--- START ---
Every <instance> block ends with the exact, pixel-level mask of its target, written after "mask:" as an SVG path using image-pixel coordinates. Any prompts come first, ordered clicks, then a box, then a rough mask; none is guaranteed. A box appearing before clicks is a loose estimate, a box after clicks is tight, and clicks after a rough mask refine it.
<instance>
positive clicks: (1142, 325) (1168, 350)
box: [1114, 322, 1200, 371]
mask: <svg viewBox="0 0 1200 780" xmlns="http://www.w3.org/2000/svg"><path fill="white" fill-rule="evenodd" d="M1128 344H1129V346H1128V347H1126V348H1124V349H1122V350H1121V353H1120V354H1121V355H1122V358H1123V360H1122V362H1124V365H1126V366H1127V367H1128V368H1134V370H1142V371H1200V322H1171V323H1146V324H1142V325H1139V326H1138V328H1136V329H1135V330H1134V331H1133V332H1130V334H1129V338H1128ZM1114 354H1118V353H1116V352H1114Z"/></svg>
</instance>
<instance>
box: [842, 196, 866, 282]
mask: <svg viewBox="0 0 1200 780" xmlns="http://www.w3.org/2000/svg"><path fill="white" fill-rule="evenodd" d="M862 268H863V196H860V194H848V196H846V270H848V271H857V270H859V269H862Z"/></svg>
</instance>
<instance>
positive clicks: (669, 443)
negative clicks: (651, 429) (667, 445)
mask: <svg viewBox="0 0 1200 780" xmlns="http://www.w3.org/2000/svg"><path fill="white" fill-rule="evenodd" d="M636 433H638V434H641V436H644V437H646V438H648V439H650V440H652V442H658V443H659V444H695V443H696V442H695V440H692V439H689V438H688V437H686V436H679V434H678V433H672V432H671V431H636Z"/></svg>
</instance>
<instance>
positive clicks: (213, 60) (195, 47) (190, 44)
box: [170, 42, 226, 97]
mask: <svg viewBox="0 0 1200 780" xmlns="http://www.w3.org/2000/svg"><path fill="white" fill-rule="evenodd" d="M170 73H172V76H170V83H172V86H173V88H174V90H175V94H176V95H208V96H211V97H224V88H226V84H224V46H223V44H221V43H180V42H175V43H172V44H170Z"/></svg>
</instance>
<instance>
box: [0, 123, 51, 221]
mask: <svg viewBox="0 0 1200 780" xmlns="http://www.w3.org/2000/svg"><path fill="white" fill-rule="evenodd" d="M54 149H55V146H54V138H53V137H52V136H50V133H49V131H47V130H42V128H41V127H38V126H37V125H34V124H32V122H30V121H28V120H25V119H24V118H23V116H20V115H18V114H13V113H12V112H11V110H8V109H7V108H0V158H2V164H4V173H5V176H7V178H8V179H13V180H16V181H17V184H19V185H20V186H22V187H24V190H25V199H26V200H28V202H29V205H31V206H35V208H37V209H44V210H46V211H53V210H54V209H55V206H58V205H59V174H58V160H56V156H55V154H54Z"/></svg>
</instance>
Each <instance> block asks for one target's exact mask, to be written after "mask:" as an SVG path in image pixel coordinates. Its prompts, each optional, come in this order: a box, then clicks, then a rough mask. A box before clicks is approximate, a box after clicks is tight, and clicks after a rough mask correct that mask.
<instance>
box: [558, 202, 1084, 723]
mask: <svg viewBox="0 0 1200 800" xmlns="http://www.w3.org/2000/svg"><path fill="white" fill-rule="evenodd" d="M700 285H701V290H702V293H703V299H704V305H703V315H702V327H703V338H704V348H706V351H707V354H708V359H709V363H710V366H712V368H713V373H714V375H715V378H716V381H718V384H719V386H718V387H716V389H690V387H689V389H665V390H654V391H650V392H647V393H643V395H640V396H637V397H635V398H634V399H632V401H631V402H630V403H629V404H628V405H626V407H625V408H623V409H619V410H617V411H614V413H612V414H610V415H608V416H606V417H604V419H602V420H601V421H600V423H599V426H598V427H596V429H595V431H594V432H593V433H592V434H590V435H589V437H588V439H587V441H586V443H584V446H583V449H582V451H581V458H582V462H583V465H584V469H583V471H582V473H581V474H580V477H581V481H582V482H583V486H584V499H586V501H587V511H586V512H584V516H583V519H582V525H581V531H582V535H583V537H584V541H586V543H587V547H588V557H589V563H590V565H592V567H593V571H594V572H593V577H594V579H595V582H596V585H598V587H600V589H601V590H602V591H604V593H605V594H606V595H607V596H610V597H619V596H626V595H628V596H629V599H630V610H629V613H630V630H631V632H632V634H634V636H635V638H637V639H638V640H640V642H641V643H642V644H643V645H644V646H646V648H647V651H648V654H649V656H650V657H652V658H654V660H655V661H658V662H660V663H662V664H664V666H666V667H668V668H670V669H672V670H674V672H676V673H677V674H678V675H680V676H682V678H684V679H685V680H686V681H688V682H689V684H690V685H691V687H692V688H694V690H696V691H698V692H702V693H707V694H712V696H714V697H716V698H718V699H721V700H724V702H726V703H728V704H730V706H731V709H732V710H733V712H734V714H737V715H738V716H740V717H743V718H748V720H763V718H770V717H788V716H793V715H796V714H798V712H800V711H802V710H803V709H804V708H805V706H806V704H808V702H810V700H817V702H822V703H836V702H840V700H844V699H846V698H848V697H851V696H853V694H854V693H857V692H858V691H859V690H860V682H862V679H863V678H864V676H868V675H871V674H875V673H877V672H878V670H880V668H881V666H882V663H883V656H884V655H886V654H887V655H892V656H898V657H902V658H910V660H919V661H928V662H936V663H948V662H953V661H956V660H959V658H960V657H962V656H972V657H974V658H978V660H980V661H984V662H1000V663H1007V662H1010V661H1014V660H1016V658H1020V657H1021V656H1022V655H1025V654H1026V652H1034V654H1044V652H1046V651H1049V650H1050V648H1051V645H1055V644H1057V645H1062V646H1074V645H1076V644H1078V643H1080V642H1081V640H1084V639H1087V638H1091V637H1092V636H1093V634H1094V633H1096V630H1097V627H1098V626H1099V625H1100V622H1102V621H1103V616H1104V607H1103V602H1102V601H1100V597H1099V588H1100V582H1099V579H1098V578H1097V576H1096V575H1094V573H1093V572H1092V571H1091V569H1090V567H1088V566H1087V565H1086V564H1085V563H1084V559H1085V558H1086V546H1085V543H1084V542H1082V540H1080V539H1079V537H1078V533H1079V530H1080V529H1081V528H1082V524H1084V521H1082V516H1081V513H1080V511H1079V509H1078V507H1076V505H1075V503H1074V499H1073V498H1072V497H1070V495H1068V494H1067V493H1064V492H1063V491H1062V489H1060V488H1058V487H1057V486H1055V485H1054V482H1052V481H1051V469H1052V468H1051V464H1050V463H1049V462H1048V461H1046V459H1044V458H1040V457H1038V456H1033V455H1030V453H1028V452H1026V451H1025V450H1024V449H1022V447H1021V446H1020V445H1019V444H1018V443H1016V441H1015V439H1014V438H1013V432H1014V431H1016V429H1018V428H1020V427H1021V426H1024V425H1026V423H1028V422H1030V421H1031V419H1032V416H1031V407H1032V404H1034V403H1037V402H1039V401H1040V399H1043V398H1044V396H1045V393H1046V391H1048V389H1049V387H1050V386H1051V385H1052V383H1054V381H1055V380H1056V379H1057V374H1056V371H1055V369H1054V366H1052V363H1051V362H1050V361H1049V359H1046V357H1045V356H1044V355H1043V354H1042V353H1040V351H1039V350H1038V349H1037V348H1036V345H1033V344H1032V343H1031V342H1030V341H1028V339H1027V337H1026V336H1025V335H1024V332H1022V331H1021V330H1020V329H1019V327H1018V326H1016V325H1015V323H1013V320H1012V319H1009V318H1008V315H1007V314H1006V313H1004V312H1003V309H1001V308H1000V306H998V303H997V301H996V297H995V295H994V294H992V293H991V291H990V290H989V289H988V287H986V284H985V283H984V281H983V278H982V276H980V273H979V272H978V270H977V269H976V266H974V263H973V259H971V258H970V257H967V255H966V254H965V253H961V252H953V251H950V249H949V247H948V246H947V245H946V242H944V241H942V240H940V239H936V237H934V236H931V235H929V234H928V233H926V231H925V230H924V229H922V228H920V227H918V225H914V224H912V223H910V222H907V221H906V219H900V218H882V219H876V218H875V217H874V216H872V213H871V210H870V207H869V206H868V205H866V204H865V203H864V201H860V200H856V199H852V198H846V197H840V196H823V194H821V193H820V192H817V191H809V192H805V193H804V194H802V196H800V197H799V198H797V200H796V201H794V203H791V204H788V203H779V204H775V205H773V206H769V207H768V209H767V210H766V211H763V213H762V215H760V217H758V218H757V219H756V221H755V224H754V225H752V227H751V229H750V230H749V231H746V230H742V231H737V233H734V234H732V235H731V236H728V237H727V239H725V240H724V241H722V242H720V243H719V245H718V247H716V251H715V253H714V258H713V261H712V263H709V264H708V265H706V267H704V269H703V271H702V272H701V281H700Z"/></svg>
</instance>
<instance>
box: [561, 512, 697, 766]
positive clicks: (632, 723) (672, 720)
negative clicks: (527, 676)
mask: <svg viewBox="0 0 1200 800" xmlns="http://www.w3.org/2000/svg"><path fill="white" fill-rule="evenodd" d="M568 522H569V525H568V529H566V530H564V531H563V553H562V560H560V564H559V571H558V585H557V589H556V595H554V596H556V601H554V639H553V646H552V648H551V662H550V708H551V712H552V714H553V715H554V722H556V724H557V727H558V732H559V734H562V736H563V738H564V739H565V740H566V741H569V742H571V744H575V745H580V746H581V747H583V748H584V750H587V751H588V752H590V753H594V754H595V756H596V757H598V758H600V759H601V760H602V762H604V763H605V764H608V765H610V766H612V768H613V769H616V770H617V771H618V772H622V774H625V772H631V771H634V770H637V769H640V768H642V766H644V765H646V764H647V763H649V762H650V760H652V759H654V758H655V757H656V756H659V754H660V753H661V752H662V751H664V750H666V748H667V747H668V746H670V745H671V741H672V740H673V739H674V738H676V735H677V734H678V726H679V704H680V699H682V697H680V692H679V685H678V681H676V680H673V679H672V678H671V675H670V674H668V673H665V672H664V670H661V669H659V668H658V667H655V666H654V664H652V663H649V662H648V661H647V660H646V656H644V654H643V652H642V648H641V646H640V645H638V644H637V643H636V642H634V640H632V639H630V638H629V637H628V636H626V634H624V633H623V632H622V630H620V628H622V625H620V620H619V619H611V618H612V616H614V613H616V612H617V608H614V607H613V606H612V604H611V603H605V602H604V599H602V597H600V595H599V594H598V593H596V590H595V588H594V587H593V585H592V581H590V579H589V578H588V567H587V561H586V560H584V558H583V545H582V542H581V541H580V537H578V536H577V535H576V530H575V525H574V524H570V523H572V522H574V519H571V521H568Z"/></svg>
--- END ---
Locate each line in the listing above that contains the string "negative" with the same capitalization, and copy those lines out whole.

> _TASK OUTPUT_:
negative clicks: (651, 429) (667, 445)
negative clicks: (527, 676)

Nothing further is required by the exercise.